-------- Input material --------

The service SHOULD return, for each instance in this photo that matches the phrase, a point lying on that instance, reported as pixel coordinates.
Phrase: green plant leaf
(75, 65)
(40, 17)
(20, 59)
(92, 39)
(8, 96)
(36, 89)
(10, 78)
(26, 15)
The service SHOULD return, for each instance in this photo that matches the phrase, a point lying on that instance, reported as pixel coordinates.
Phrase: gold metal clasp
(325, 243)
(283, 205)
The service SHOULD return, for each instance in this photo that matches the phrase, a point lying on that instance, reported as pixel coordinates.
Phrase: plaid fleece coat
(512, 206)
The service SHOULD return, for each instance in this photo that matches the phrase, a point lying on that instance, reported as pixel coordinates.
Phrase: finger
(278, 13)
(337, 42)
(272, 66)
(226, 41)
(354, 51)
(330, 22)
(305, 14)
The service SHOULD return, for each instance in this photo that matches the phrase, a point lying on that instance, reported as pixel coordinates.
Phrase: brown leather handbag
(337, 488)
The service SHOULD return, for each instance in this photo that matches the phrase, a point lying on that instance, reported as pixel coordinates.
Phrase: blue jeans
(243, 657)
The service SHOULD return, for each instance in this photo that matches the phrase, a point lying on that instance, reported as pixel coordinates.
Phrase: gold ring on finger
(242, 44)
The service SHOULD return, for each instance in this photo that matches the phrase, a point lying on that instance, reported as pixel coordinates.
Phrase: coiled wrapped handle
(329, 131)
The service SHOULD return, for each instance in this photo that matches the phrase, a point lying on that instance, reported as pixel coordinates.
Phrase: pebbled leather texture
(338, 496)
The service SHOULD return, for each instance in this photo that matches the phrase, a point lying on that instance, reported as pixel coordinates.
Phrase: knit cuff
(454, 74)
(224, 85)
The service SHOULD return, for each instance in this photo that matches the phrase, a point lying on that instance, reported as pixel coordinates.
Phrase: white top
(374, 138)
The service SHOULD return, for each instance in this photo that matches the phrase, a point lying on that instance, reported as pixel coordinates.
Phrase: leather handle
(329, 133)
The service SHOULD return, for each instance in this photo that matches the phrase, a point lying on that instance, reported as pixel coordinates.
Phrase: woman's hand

--------

**Problem details**
Transcribe all the entries exactly, as they stand.

**Result for this task**
The service SHOULD return, for each instance in this photo that matches the phrase, a point lying on that instance, reported as pixel coordinates.
Phrase: green plant leaf
(75, 65)
(40, 17)
(20, 59)
(92, 39)
(8, 96)
(36, 89)
(10, 78)
(26, 15)
The service SHOULD return, for each instance in this photo that matches the phrase, a point lying on that instance, reported as pixel coordinates.
Phrase: gold metal clasp
(325, 243)
(283, 205)
The service SHOULD return, for each instance in this photo that matches the phrase, a point lying on that instance, reported as pixel coordinates.
Phrase: plaid fleece coat
(512, 206)
The service SHOULD return, for each instance in this photo that matches the phrase, a point lying on that instance, reported as pixel coordinates.
Phrase: finger
(278, 13)
(337, 42)
(272, 66)
(226, 41)
(354, 51)
(330, 22)
(305, 14)
The service SHOULD return, for each instance in this photo that matches the phrase, a point lying on that instance, reported as pixel coordinates.
Phrase: brown leather handbag
(337, 488)
The service SHOULD return, for each instance in this photo that matches the phrase, a point lying on that instance, reported as pixel coordinates.
Phrase: blue jeans
(243, 657)
The service SHOULD return, for each instance in this photo that matches the phrase, a point lying on that instance, reported as pixel coordinates.
Phrase: gold ring on finger
(242, 44)
The service SHOULD return, for each instance in this photo that matches the phrase, a point lying on that instance, reported as pixel coordinates.
Phrase: coiled wrapped handle
(329, 131)
The service SHOULD return, for each instance in this photo that matches the phrase, a point lying on that instance, reported as pixel coordinates.
Phrase: pebbled leather texture
(338, 496)
The service SHOULD return, for each instance in this photo that matches the phrase, a point lying on that instance, reported as pixel coordinates.
Phrase: knit cuff
(454, 74)
(224, 85)
The service SHOULD return, for each instance in this photo that matches the phrase, a point lying on that instance, reported as pixel coordinates.
Phrase: white top
(374, 138)
The service SHOULD return, for each instance in this photo that matches the phrase, a point lying on that instance, reported as pixel coordinates.
Phrase: leather handle
(329, 133)
The service SHOULD return, for each instance in this photo that matches the phrase, a point lying on that instance, reported as pixel coordinates.
Phrase: woman's hand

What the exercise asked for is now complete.